**WHAT IS REQUIRED:** Reproduce the listing verbatim from its first line through the line containing "[[[106,48],[205,34],[256,41],[255,8],[255,0],[0,0],[0,49]]]", with both ends included. Omit the pictures.

((

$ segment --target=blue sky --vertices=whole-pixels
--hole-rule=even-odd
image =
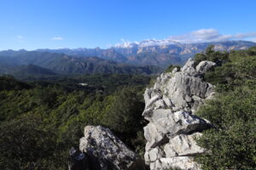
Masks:
[[[106,48],[205,34],[256,41],[255,8],[255,0],[0,0],[0,49]]]

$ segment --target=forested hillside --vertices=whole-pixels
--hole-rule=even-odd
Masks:
[[[218,63],[204,77],[216,85],[217,95],[197,111],[214,126],[198,139],[211,151],[197,161],[203,169],[255,169],[256,48],[230,53],[212,48],[195,55],[197,61]]]
[[[0,75],[28,76],[84,74],[154,75],[162,71],[153,65],[135,66],[105,60],[98,57],[74,57],[63,54],[26,50],[0,51]],[[20,74],[22,72],[22,74]]]
[[[203,169],[255,169],[256,48],[195,56],[218,64],[204,77],[216,96],[197,115],[213,128],[198,144]],[[170,66],[166,71],[171,71]],[[143,94],[152,77],[90,75],[20,82],[0,77],[0,169],[67,169],[68,150],[86,125],[109,128],[143,155]]]
[[[143,93],[149,81],[129,75],[33,82],[1,76],[0,168],[67,169],[68,151],[86,125],[108,127],[142,150]]]

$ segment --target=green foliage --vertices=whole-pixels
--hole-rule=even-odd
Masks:
[[[42,120],[24,115],[0,126],[1,169],[64,169],[60,144],[52,129],[43,129]],[[62,167],[62,168],[61,168]]]
[[[196,113],[215,128],[197,139],[198,144],[209,151],[196,161],[206,170],[255,169],[255,48],[232,51],[227,60],[205,76],[217,86],[218,94]]]
[[[142,156],[143,93],[149,80],[85,75],[28,83],[0,76],[0,168],[67,169],[68,150],[79,146],[86,125],[111,128]]]
[[[167,69],[165,71],[165,72],[172,72],[173,71],[173,69],[177,68],[177,71],[180,70],[180,66],[179,65],[170,65]]]

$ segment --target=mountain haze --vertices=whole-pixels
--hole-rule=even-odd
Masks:
[[[141,42],[125,42],[110,48],[60,48],[38,49],[40,52],[54,52],[67,55],[89,57],[96,56],[116,62],[133,65],[153,65],[166,67],[170,64],[183,65],[197,53],[203,52],[213,44],[216,50],[241,50],[255,46],[256,43],[247,41],[225,41],[200,43],[180,43],[166,40],[146,40]]]

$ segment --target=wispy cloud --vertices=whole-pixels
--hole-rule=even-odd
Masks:
[[[17,37],[19,40],[24,39],[24,37],[23,37],[23,36],[20,36],[20,35],[17,36],[16,37]]]
[[[140,47],[152,46],[152,45],[168,45],[172,43],[198,43],[209,42],[221,42],[230,40],[248,40],[256,42],[256,31],[236,34],[221,34],[216,29],[201,29],[193,31],[189,33],[170,36],[166,39],[148,39],[143,40],[140,42],[130,42],[121,39],[120,43],[115,44],[113,47],[127,48],[131,47],[132,44],[137,44]]]
[[[52,37],[51,40],[54,40],[54,41],[62,41],[62,40],[64,40],[64,38],[61,37]]]
[[[171,36],[169,39],[184,43],[195,43],[206,42],[221,42],[229,40],[244,40],[247,38],[253,37],[256,37],[256,31],[231,35],[220,34],[218,30],[211,28],[201,29],[180,36]]]

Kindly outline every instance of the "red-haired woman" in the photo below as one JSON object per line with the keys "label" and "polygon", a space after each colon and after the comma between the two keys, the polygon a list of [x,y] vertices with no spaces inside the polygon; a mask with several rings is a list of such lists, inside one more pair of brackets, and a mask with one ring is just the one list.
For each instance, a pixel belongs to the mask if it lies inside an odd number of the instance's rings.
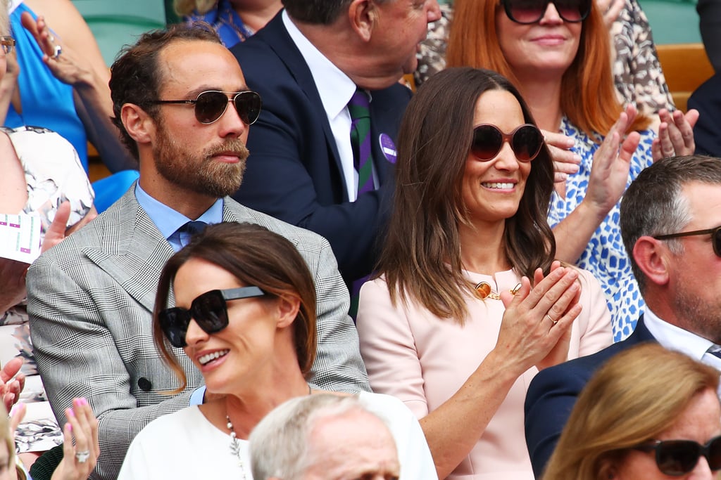
{"label": "red-haired woman", "polygon": [[539,126],[574,140],[579,171],[557,182],[549,222],[557,257],[590,270],[606,293],[614,338],[633,330],[643,300],[621,241],[619,200],[641,170],[694,149],[698,113],[649,119],[619,101],[608,30],[591,0],[456,0],[449,66],[490,68],[510,78]]}

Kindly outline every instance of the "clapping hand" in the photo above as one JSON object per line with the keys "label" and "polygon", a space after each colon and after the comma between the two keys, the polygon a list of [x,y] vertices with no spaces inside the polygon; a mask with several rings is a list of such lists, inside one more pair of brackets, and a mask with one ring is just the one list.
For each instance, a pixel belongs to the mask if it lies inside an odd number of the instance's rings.
{"label": "clapping hand", "polygon": [[661,123],[658,125],[658,137],[651,144],[653,161],[675,157],[693,155],[696,150],[694,127],[699,119],[699,111],[691,109],[684,115],[680,110],[673,113],[665,109],[658,112]]}

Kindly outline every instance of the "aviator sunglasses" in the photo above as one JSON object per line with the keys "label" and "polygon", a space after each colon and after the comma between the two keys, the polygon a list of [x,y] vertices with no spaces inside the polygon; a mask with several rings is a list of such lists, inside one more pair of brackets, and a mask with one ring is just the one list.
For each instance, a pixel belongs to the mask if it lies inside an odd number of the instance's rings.
{"label": "aviator sunglasses", "polygon": [[[228,95],[232,95],[229,97]],[[192,104],[195,107],[195,118],[204,124],[216,122],[228,109],[232,101],[240,119],[247,125],[252,124],[260,114],[260,95],[255,91],[220,91],[208,90],[201,92],[195,100],[154,100],[153,104]]]}
{"label": "aviator sunglasses", "polygon": [[709,228],[705,230],[694,230],[693,232],[681,232],[681,233],[670,233],[666,235],[655,235],[656,240],[668,240],[678,237],[691,237],[693,235],[711,235],[711,245],[713,245],[714,253],[717,257],[721,257],[721,227]]}
{"label": "aviator sunglasses", "polygon": [[696,468],[703,456],[712,470],[721,470],[721,436],[714,437],[706,445],[691,440],[655,440],[634,447],[635,450],[655,452],[656,465],[662,474],[671,476],[686,475]]}
{"label": "aviator sunglasses", "polygon": [[162,310],[158,320],[163,333],[174,347],[185,347],[185,334],[190,320],[205,333],[217,333],[228,326],[228,300],[239,300],[266,294],[257,286],[244,286],[227,290],[211,290],[199,295],[190,304],[190,309],[180,307]]}
{"label": "aviator sunglasses", "polygon": [[516,158],[522,162],[530,162],[541,151],[543,135],[536,125],[527,123],[510,133],[504,133],[495,125],[485,123],[473,129],[471,153],[483,162],[492,160],[503,148],[504,142],[510,145]]}
{"label": "aviator sunglasses", "polygon": [[524,25],[536,23],[543,18],[552,3],[564,22],[583,22],[590,13],[593,0],[501,0],[505,14],[512,21]]}

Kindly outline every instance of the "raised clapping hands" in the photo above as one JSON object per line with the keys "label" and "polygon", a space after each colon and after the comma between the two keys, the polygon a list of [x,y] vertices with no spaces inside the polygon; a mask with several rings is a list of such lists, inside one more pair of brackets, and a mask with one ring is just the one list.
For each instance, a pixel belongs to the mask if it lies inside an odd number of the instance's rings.
{"label": "raised clapping hands", "polygon": [[523,277],[516,295],[503,292],[505,305],[495,351],[508,355],[518,375],[535,365],[539,369],[565,361],[571,325],[581,312],[578,272],[554,262],[544,277],[539,268],[534,286]]}
{"label": "raised clapping hands", "polygon": [[553,159],[554,181],[566,181],[569,175],[578,171],[578,165],[581,163],[581,158],[569,150],[573,146],[573,139],[562,133],[541,132]]}
{"label": "raised clapping hands", "polygon": [[[43,245],[44,252],[58,243],[72,232],[80,228],[95,218],[97,213],[93,208],[91,211],[70,229],[66,230],[70,217],[70,202],[63,201],[58,207],[53,223],[48,227]],[[7,258],[0,258],[0,279],[2,279],[2,289],[0,289],[0,312],[6,312],[11,307],[19,304],[27,294],[25,291],[25,275],[27,273],[27,263]]]}
{"label": "raised clapping hands", "polygon": [[681,110],[673,112],[662,109],[658,112],[661,123],[658,137],[651,144],[653,161],[682,155],[693,155],[696,150],[694,126],[699,119],[699,111],[691,109],[684,115]]}
{"label": "raised clapping hands", "polygon": [[44,54],[43,61],[56,78],[74,86],[90,84],[93,81],[92,65],[50,33],[45,17],[38,15],[36,21],[26,12],[22,14],[20,22],[35,37]]}
{"label": "raised clapping hands", "polygon": [[596,6],[603,15],[603,24],[610,30],[626,6],[626,0],[596,0]]}
{"label": "raised clapping hands", "polygon": [[[10,415],[12,432],[25,415],[25,404],[18,404]],[[66,409],[65,415],[68,422],[63,428],[63,460],[53,473],[51,480],[85,480],[95,468],[100,454],[97,419],[87,401],[80,398],[73,399],[73,406]]]}
{"label": "raised clapping hands", "polygon": [[624,135],[635,118],[636,107],[627,106],[593,155],[583,201],[592,209],[599,223],[626,191],[631,159],[641,135],[638,132],[631,132],[625,138]]}
{"label": "raised clapping hands", "polygon": [[22,358],[16,357],[0,370],[0,394],[8,412],[20,398],[20,392],[25,386],[25,376],[19,373],[21,367]]}

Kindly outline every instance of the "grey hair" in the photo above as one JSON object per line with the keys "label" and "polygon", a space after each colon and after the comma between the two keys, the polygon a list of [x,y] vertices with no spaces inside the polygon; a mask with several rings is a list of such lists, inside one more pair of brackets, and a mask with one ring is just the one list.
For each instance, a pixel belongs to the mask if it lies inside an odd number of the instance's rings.
{"label": "grey hair", "polygon": [[314,456],[308,450],[311,433],[323,419],[350,412],[369,412],[356,396],[319,394],[297,397],[276,407],[253,429],[250,464],[255,480],[276,477],[299,480],[312,465]]}
{"label": "grey hair", "polygon": [[[385,4],[397,0],[376,0]],[[348,12],[353,0],[283,0],[283,6],[292,18],[305,23],[329,25]]]}
{"label": "grey hair", "polygon": [[[692,219],[681,190],[692,181],[721,185],[721,160],[703,155],[663,158],[639,173],[624,194],[621,236],[642,294],[647,279],[633,258],[634,245],[641,237],[677,233],[689,225]],[[664,241],[674,254],[683,253],[678,239]]]}

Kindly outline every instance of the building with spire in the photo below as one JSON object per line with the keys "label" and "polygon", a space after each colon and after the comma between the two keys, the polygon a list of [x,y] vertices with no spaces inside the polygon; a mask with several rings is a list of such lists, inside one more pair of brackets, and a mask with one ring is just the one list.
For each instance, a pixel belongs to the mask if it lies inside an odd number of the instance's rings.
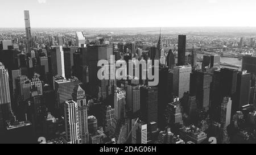
{"label": "building with spire", "polygon": [[161,64],[164,64],[164,52],[161,37],[161,28],[160,29],[159,39],[158,40],[158,44],[156,45],[156,49],[159,56],[158,58],[160,58],[160,63]]}

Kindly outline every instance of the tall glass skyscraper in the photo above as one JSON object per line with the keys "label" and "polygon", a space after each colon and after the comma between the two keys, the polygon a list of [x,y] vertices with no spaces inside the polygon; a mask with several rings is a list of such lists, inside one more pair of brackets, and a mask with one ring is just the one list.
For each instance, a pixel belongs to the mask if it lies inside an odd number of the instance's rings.
{"label": "tall glass skyscraper", "polygon": [[24,16],[25,20],[26,36],[27,37],[27,52],[28,48],[32,47],[32,35],[30,28],[30,11],[24,10]]}

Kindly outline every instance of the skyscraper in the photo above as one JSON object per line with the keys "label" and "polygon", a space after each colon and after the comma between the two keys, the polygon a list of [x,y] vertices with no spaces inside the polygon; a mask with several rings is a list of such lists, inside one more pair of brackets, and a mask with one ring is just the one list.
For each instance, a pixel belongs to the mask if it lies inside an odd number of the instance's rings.
{"label": "skyscraper", "polygon": [[61,108],[61,105],[65,101],[72,99],[73,89],[78,84],[78,80],[74,78],[68,79],[61,79],[55,81],[56,108]]}
{"label": "skyscraper", "polygon": [[40,64],[44,66],[44,73],[49,72],[49,64],[48,63],[47,57],[42,57],[40,58]]}
{"label": "skyscraper", "polygon": [[166,112],[168,124],[173,125],[176,123],[183,124],[180,106],[179,98],[174,98],[173,101],[168,104]]}
{"label": "skyscraper", "polygon": [[192,48],[192,51],[191,52],[191,66],[192,68],[196,66],[197,65],[197,63],[196,63],[197,58],[197,56],[196,51],[195,51],[194,45],[193,45],[193,48]]}
{"label": "skyscraper", "polygon": [[222,97],[233,97],[237,90],[238,70],[229,68],[221,69]]}
{"label": "skyscraper", "polygon": [[[78,50],[78,47],[64,47],[64,60],[65,65],[65,74],[66,78],[70,78],[72,76],[72,68],[74,66],[74,53]],[[80,55],[79,55],[80,56]],[[76,60],[76,61],[81,61]],[[81,63],[80,62],[75,62],[75,63]],[[81,67],[81,66],[80,66]],[[77,78],[79,78],[77,77]]]}
{"label": "skyscraper", "polygon": [[166,57],[167,63],[166,65],[170,69],[172,69],[175,65],[175,58],[174,57],[174,53],[172,50],[169,50],[169,52],[167,54]]}
{"label": "skyscraper", "polygon": [[152,86],[141,87],[141,110],[142,120],[147,123],[151,131],[156,128],[150,127],[151,123],[158,122],[158,88]]}
{"label": "skyscraper", "polygon": [[147,144],[147,124],[140,120],[133,119],[131,122],[131,143]]}
{"label": "skyscraper", "polygon": [[64,45],[64,38],[63,35],[59,35],[57,37],[57,42],[58,43],[58,45],[63,46]]}
{"label": "skyscraper", "polygon": [[79,144],[77,103],[73,100],[66,101],[64,107],[66,140],[70,144]]}
{"label": "skyscraper", "polygon": [[81,47],[82,44],[85,44],[85,37],[82,32],[76,32],[76,46]]}
{"label": "skyscraper", "polygon": [[101,83],[97,78],[98,61],[100,60],[110,60],[110,55],[113,55],[112,45],[89,45],[87,47],[88,55],[90,56],[89,64],[89,81],[90,93],[94,97],[98,95],[98,86]]}
{"label": "skyscraper", "polygon": [[251,86],[251,74],[246,70],[240,71],[237,74],[237,90],[232,99],[232,111],[236,112],[249,104]]}
{"label": "skyscraper", "polygon": [[0,62],[0,104],[11,104],[9,78],[8,70]]}
{"label": "skyscraper", "polygon": [[133,84],[128,85],[127,98],[128,107],[133,112],[135,112],[141,108],[139,86]]}
{"label": "skyscraper", "polygon": [[174,68],[173,86],[174,95],[181,98],[184,93],[189,91],[191,67],[179,66]]}
{"label": "skyscraper", "polygon": [[177,65],[185,65],[185,56],[186,53],[186,36],[179,35],[178,36],[178,60]]}
{"label": "skyscraper", "polygon": [[[168,104],[168,87],[167,83],[168,83],[168,74],[169,73],[169,69],[166,66],[160,66],[159,71],[159,81],[157,87],[158,88],[158,119],[159,120],[163,120],[164,112]],[[159,126],[164,127],[163,121],[159,121]]]}
{"label": "skyscraper", "polygon": [[62,46],[51,47],[51,62],[52,76],[60,76],[65,78],[64,59]]}
{"label": "skyscraper", "polygon": [[115,110],[112,108],[111,106],[105,106],[102,110],[102,113],[104,132],[108,133],[114,123]]}
{"label": "skyscraper", "polygon": [[126,104],[126,92],[124,90],[117,90],[114,96],[114,118],[120,120],[125,118],[125,105]]}
{"label": "skyscraper", "polygon": [[30,28],[30,12],[28,10],[24,10],[24,16],[25,20],[26,37],[27,38],[27,52],[28,48],[32,47],[32,35]]}
{"label": "skyscraper", "polygon": [[223,98],[221,112],[221,123],[222,128],[226,128],[230,124],[232,104],[232,100],[230,98]]}
{"label": "skyscraper", "polygon": [[251,55],[243,56],[242,69],[246,70],[249,73],[256,75],[256,57]]}
{"label": "skyscraper", "polygon": [[220,56],[213,55],[210,56],[210,68],[219,68],[220,63]]}
{"label": "skyscraper", "polygon": [[87,144],[89,143],[89,132],[85,92],[78,85],[74,88],[72,96],[73,100],[77,103],[79,135],[82,144]]}
{"label": "skyscraper", "polygon": [[210,103],[210,86],[212,81],[212,76],[201,70],[196,70],[191,74],[190,93],[195,95],[198,102],[198,108],[209,110]]}
{"label": "skyscraper", "polygon": [[0,129],[11,113],[8,70],[0,62]]}
{"label": "skyscraper", "polygon": [[21,76],[20,69],[13,70],[11,71],[11,77],[12,77],[12,81],[13,81],[13,93],[14,93],[14,91],[16,89],[15,78],[20,76]]}

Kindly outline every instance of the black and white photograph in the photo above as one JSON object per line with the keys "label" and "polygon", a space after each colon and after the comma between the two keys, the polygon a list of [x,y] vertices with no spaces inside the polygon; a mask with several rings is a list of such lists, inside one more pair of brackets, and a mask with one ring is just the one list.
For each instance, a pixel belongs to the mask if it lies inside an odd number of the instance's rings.
{"label": "black and white photograph", "polygon": [[256,1],[0,6],[0,144],[256,144]]}

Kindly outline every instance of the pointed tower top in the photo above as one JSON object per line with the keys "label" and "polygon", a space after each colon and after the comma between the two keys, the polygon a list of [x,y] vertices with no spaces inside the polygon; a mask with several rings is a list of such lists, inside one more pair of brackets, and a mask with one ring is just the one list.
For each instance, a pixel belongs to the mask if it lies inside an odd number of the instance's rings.
{"label": "pointed tower top", "polygon": [[74,93],[77,93],[77,92],[79,92],[81,91],[84,91],[84,90],[80,86],[80,85],[77,85],[75,87],[74,90],[73,90]]}

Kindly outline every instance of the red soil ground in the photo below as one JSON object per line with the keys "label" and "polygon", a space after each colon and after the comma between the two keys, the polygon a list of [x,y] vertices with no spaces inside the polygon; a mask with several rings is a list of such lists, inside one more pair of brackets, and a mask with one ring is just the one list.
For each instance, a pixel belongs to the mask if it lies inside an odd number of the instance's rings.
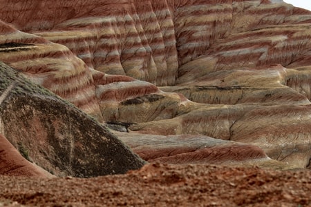
{"label": "red soil ground", "polygon": [[0,177],[0,206],[311,206],[311,171],[151,164],[90,179]]}

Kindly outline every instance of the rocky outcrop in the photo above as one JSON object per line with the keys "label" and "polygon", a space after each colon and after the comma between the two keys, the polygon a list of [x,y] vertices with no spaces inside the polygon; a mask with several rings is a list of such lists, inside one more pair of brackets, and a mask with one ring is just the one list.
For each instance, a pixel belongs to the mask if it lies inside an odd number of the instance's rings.
{"label": "rocky outcrop", "polygon": [[[91,177],[125,173],[144,164],[105,127],[68,102],[1,63],[0,75],[1,133],[37,166],[57,176]],[[3,159],[5,164],[19,158]]]}
{"label": "rocky outcrop", "polygon": [[252,144],[310,166],[310,11],[268,0],[5,3],[0,60],[100,122]]}
{"label": "rocky outcrop", "polygon": [[296,168],[271,159],[261,148],[252,144],[202,135],[161,136],[117,131],[113,133],[149,162],[257,166],[278,170]]}
{"label": "rocky outcrop", "polygon": [[[28,155],[28,151],[25,151],[21,143],[19,143],[19,148],[24,156]],[[0,175],[41,177],[51,176],[48,172],[27,161],[2,135],[0,135]]]}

))

**CORRECT RESULT:**
$ segment --target=blue sky --vertices=whole-pixels
--hole-rule=even-odd
image =
Masks:
[[[106,48],[205,34],[256,41],[255,8],[255,0],[0,0],[0,49]]]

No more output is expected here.